> _TASK TO COMPLETE_
Write out the passage below on believing in things without direct experience, word for word and in full.

> _SUPPLIED PASSAGE_
- - -
I did no such thing.
Can a person credibly know China exists without ever actually visiting China?
Yes. If testimony about China is reasonably consistent and posits nothing about China which is beyond rational explanation, then a person can credibly believe that China exists ever without being there. If testimony about deities was as consistent as it is about China and posited nothing about these deities that is beyond rational explanation, then one could credibly believe in deities without experiencing one. But testimony about deities vary wildly and posits attributes about these deities that cannot be rationally explained, so deities cannot be credibly believed without direct experience. Extraordinary claims require extraordinary evidence; in this case even ordinary evidence is lacking; only a personal encounter with a deity would suffice.
Can I credibly know that Obama exists without actually having a direct encounter?
Similar to the above regarding China; an ordinary claim requiring only ordinary evidence.
Can I credibly know that, say, Thomas Jefferson existed, without ever having a direct encounter?
Similar to the above. Any person or event from the past can be credibly believed when there is reasonably consistent information about them and their reported behaviors. An ordinary claim requiring only ordinary evidence.
- - -
> _INFORMATION PROVIDED_

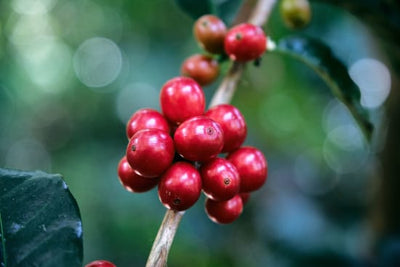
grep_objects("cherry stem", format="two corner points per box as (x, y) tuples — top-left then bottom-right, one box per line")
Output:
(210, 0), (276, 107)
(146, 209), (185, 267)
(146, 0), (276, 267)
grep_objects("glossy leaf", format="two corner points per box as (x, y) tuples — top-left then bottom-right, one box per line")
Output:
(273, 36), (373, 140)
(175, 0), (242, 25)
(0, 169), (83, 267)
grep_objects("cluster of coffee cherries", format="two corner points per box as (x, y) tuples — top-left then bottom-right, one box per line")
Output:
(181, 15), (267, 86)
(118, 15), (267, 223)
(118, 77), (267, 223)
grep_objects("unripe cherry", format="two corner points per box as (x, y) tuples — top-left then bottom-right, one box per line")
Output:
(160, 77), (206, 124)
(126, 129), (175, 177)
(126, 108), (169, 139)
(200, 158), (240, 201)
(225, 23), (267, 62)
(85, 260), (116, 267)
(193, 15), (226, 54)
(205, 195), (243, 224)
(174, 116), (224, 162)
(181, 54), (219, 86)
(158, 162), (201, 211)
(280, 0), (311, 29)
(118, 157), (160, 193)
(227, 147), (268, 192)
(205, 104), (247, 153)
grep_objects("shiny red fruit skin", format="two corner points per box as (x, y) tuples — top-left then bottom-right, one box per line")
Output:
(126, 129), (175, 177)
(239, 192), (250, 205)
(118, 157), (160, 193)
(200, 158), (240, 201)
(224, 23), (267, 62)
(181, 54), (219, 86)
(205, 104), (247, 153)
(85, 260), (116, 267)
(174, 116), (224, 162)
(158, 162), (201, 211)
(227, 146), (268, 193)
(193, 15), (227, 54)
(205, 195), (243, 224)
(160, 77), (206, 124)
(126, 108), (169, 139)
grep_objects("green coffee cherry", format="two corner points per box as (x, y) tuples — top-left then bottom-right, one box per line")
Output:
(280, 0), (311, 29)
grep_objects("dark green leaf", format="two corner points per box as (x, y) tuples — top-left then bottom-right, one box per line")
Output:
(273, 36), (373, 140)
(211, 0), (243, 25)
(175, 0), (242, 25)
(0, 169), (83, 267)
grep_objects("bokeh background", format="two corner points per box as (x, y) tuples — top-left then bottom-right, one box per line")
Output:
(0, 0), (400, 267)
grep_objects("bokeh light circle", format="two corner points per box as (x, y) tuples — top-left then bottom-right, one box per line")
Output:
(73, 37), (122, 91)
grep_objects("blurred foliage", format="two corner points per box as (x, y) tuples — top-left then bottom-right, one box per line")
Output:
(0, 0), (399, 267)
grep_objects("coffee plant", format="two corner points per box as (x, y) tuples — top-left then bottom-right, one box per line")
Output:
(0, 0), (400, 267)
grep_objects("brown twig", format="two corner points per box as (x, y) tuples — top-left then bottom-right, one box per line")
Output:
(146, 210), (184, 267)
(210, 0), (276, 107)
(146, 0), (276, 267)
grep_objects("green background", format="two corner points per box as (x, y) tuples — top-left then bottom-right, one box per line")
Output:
- - -
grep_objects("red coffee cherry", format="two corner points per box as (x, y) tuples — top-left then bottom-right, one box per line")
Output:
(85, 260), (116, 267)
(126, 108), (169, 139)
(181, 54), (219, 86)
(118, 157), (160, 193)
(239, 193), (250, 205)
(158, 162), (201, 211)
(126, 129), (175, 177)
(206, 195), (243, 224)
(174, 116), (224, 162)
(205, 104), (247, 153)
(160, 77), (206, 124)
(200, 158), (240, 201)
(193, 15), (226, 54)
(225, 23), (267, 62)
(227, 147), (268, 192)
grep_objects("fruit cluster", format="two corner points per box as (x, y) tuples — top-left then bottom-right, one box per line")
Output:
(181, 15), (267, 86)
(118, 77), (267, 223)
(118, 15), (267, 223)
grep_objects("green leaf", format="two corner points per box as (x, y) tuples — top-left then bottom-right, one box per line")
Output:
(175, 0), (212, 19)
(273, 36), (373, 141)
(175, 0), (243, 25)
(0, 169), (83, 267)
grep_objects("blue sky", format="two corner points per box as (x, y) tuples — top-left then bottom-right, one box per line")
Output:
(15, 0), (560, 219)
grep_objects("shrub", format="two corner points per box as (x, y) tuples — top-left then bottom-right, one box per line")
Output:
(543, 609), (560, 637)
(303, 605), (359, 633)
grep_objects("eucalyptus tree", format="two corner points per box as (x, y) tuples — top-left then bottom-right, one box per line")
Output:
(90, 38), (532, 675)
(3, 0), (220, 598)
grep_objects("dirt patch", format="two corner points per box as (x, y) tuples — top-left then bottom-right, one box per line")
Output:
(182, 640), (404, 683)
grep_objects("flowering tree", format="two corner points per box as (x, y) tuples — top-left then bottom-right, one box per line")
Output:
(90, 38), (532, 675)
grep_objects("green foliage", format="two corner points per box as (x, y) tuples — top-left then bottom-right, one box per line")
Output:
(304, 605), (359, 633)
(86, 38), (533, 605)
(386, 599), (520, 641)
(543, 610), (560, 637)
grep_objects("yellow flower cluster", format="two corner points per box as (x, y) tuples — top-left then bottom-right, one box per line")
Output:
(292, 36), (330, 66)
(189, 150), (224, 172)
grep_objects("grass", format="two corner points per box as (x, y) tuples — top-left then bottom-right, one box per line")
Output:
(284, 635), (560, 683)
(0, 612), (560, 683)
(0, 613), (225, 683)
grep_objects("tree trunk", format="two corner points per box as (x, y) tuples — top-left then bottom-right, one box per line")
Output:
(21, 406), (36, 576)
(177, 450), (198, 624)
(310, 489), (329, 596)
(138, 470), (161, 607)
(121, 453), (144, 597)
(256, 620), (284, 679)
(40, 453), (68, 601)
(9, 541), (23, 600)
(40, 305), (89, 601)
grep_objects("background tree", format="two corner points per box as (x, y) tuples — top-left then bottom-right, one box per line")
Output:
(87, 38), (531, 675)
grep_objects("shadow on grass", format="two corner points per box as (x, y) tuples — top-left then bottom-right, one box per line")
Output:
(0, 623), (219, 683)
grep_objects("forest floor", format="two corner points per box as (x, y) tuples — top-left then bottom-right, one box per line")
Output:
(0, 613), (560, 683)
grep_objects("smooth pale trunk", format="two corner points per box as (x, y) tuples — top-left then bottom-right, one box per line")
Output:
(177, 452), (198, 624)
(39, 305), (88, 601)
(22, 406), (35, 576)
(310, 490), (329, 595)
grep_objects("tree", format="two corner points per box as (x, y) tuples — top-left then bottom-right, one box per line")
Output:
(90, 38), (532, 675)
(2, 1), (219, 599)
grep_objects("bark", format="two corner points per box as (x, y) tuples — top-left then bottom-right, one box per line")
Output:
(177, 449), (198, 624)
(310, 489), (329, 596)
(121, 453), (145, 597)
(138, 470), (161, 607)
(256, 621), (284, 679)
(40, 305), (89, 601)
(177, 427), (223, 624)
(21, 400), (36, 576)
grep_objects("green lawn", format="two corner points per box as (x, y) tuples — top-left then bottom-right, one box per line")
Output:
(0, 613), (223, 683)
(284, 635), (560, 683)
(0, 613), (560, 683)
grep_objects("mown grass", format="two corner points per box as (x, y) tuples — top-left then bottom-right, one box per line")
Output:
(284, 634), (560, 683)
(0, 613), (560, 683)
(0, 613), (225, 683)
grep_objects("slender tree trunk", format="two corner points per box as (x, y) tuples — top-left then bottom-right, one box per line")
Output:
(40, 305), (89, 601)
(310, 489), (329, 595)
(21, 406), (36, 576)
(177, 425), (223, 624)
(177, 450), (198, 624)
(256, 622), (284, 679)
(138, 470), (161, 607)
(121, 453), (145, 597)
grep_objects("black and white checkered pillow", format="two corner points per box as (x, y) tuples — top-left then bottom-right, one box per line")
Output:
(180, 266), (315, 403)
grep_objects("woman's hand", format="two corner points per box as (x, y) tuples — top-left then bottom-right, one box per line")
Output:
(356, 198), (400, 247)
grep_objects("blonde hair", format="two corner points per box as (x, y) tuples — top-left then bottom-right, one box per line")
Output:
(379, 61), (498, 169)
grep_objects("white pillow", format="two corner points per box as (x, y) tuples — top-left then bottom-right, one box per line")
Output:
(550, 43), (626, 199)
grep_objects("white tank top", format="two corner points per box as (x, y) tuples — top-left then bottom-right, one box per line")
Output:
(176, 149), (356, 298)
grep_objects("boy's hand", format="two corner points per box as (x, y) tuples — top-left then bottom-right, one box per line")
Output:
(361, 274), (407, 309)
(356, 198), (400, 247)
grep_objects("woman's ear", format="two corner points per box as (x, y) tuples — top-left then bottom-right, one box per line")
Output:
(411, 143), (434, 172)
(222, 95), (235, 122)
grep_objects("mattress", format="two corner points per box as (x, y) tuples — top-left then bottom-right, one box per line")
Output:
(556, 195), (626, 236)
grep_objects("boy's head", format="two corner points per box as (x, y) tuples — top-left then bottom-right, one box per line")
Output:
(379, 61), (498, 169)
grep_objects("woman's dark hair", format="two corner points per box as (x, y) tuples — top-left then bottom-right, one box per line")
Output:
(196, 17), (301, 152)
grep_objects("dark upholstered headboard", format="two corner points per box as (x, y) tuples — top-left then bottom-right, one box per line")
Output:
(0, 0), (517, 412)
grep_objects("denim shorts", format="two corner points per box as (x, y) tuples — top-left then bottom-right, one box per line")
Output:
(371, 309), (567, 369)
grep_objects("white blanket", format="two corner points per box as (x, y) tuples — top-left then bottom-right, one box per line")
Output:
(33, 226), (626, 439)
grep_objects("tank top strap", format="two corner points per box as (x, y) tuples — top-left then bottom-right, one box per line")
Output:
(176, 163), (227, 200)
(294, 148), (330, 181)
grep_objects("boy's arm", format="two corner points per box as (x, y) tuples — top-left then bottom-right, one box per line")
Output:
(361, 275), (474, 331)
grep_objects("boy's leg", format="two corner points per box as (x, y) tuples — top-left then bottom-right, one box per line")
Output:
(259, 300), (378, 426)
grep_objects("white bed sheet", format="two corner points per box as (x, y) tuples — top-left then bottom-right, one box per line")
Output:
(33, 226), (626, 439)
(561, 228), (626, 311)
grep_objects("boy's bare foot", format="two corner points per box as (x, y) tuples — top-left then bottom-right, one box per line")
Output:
- - -
> _WRITTEN ANSWER_
I did no such thing.
Can a person credibly know China exists without ever actually visiting China?
Yes. If testimony about China is reasonably consistent and posits nothing about China which is beyond rational explanation, then a person can credibly believe that China exists ever without being there. If testimony about deities was as consistent as it is about China and posited nothing about these deities that is beyond rational explanation, then one could credibly believe in deities without experiencing one. But testimony about deities vary wildly and posits attributes about these deities that cannot be rationally explained, so deities cannot be credibly believed without direct experience. Extraordinary claims require extraordinary evidence; in this case even ordinary evidence is lacking; only a personal encounter with a deity would suffice.
Can I credibly know that Obama exists without actually having a direct encounter?
Similar to the above regarding China; an ordinary claim requiring only ordinary evidence.
Can I credibly know that, say, Thomas Jefferson existed, without ever having a direct encounter?
Similar to the above. Any person or event from the past can be credibly believed when there is reasonably consistent information about them and their reported behaviors. An ordinary claim requiring only ordinary evidence.